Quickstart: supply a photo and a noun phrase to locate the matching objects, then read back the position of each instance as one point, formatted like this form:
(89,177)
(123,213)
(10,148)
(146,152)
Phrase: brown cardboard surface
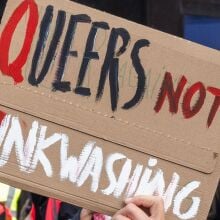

• • •

> PROBLEM STATEMENT
Write out every line of the material above as a numbered list, skipping blank lines and leaving out the picture.

> FINISHED ANSWER
1. Quickstart: supply a photo and a noun phrase to locate the matching objects, then read back the position of each instance as one point, formatted like this form:
2. (89,177)
3. (123,213)
4. (10,148)
5. (146,152)
6. Phrase: brown cardboard surface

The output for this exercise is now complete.